# [Your task]
Please carry on the passage about high blood pressure below from where it stops.

(This information is not intended to be a substitute for the advice of a doctor or a recommendation for any particular treatment plan. Like any printed material, it may become out of date over time. It is important that you rely on the advice of a doctor for your specific condition.)


Hypertension, or high blood pressure, is a very common condition that affects 1 out of every 4 adults. Hypertension is also called the silent killer because it often has no symptoms and can cause serious diseases if it goes untreated for a long time.

Two numbers are used to describe blood pressure. The top number, called “systolic blood pressure,” measures blood pressure when the heart pumps. The second number is lower than the systolic pressure and measures blood pressure when the heart rests. It is known as “diastolic blood pressure.”

# [Data section]
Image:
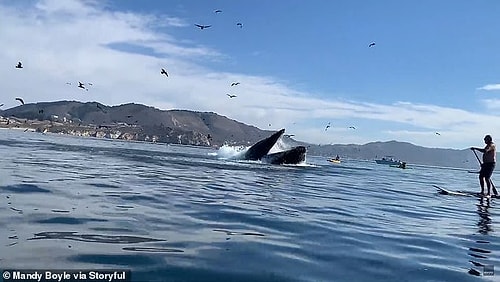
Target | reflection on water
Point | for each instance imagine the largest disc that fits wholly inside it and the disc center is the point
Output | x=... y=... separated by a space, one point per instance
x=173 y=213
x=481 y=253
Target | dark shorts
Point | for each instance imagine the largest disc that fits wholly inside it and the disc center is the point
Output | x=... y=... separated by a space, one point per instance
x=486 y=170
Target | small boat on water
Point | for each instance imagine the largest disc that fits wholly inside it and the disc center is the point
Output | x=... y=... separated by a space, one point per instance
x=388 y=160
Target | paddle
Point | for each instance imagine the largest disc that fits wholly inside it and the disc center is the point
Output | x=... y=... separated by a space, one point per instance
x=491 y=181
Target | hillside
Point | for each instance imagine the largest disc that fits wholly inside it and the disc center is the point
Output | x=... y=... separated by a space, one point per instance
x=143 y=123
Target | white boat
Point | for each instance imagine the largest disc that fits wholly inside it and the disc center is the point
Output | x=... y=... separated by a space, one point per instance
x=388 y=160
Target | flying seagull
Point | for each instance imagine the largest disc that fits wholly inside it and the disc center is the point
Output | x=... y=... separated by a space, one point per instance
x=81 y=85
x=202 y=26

# [Result of this task]
Blood pressure varies all the time. It is common for it to differ by 10 to 20 units when it is measured at different times, even minutes apart. For instance, exercise or emotional stress can increase the blood pressure. The increased blood pressure allows more blood to be pumped to the body to help the body cope with increased activity or stress. The body can tolerate such a temporary rise in blood pressure.

Recently, the guidelines for diagnosing hypertension have changed. A systolic blood pressure between 120 and 140 and/or a diastolic blood pressure between 80 and 90 is now considered to be pre-hypertension, meaning that these patients have a higher chance of developing hypertension. It has also been found that patients with pre-hypertension are at a higher risk of dying from heart attacks.

The exact causes of hypertension are not known. However, certain factors are associated with high blood pressure. People who smoke, are overweight, eat salt and fat regularly, drink excessively, are stressed, or are not physically active are at a higher risk of developing high blood pressure. People, who have a high level of cholesterol or have heart or kidney disease, are at a higher risk of developing hypertension.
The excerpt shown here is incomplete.